Write out every entry once more, character for character.

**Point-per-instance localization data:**
========================================
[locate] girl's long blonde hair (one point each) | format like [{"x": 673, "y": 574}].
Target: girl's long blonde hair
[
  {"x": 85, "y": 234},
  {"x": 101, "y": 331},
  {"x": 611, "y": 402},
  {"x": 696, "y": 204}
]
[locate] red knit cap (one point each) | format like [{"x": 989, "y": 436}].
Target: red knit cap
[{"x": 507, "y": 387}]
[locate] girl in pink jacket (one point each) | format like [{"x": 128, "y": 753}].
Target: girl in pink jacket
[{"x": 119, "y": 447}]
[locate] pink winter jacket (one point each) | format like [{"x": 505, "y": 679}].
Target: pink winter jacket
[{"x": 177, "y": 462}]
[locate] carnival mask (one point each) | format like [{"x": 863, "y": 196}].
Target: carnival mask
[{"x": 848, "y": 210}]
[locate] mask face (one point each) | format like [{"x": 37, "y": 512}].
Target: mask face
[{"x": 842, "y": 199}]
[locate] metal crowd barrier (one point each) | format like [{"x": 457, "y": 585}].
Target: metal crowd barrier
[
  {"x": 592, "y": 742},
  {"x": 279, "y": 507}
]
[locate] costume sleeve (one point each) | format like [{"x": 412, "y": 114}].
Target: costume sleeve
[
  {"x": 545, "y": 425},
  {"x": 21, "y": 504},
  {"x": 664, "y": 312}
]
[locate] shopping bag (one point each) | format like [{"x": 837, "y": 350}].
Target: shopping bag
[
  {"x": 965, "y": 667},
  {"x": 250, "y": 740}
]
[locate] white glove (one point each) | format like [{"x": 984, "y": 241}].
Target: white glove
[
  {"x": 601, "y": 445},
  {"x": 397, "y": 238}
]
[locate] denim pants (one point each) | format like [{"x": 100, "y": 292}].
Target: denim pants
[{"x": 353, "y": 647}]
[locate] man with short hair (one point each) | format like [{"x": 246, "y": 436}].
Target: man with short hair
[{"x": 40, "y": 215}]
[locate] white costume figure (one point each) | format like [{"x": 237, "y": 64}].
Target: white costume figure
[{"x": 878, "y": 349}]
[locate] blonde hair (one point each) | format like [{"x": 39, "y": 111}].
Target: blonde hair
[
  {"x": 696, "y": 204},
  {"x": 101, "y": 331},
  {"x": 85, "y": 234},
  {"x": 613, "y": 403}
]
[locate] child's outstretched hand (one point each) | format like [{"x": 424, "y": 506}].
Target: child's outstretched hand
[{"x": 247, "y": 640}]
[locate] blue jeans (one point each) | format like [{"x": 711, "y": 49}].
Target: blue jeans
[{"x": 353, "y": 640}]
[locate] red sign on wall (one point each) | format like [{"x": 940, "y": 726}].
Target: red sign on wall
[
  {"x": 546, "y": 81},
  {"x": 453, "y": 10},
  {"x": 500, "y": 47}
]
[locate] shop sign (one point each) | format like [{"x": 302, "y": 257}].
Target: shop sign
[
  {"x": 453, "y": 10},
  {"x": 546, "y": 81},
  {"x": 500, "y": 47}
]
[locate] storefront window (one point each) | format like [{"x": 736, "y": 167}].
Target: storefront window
========================================
**Written answer:**
[locate] girl's long blonde hair (one point each) | format like [{"x": 673, "y": 574}].
Target: girl's long blonde hair
[
  {"x": 85, "y": 234},
  {"x": 101, "y": 331},
  {"x": 611, "y": 402},
  {"x": 696, "y": 204}
]
[locate] red knit cap (one point each) | format like [{"x": 989, "y": 436}].
Target: red knit cap
[{"x": 507, "y": 387}]
[locate] girl in pink jacket (one point each) | format like [{"x": 128, "y": 753}].
Target: girl in pink jacket
[{"x": 119, "y": 447}]
[locate] pink winter jacket (one point each) | format like [{"x": 505, "y": 679}].
Target: pink winter jacket
[{"x": 177, "y": 462}]
[locate] carnival mask (one point each) | format like [{"x": 863, "y": 196}].
Target: carnival mask
[{"x": 848, "y": 210}]
[locate] mask face (one point each) | format like [{"x": 37, "y": 512}].
Target: mask face
[{"x": 842, "y": 199}]
[locate] metal crowd barrier (one point each) | format like [{"x": 457, "y": 585}].
Target: metal crowd barrier
[
  {"x": 592, "y": 742},
  {"x": 279, "y": 507}
]
[locate] costume sleeve (one point each) | format like [{"x": 412, "y": 114}].
Target: costume sleeve
[
  {"x": 545, "y": 425},
  {"x": 21, "y": 504},
  {"x": 664, "y": 312}
]
[locate] shopping bag (one point each) | format like [{"x": 837, "y": 350}].
Target: shopping bag
[
  {"x": 965, "y": 667},
  {"x": 250, "y": 740}
]
[locate] white glove (one point each) | format like [{"x": 984, "y": 241}].
Target: white glove
[
  {"x": 601, "y": 445},
  {"x": 397, "y": 238}
]
[locate] denim pants (one point each) | format like [{"x": 100, "y": 292}].
Target: denim pants
[{"x": 353, "y": 647}]
[locate] man with short hair (one point each) | format like [{"x": 246, "y": 436}].
Target: man with short hair
[{"x": 40, "y": 215}]
[locate] white costume figure (one point each) | format like [{"x": 237, "y": 64}].
Target: white costume figure
[{"x": 878, "y": 349}]
[locate] blonde hair (one point each) | format like [{"x": 39, "y": 111}].
Target: blonde hair
[
  {"x": 696, "y": 204},
  {"x": 101, "y": 331},
  {"x": 85, "y": 234},
  {"x": 613, "y": 403}
]
[locate] child's outstretched hand (one point each) | format like [{"x": 424, "y": 506}].
Target: child's outstretched hand
[{"x": 247, "y": 640}]
[locate] blue jeans (one point each) | format like [{"x": 711, "y": 49}].
Target: blue jeans
[{"x": 353, "y": 640}]
[locate] red sign on wall (one point each) | format like [{"x": 940, "y": 726}].
Target: red sign on wall
[
  {"x": 546, "y": 81},
  {"x": 453, "y": 10},
  {"x": 500, "y": 47}
]
[locate] shop sign (one point each) | format like [{"x": 302, "y": 257}].
Target: shop sign
[
  {"x": 453, "y": 10},
  {"x": 546, "y": 81},
  {"x": 500, "y": 47}
]
[locate] storefront window (one point each) | format like [{"x": 736, "y": 167}].
Target: storefront window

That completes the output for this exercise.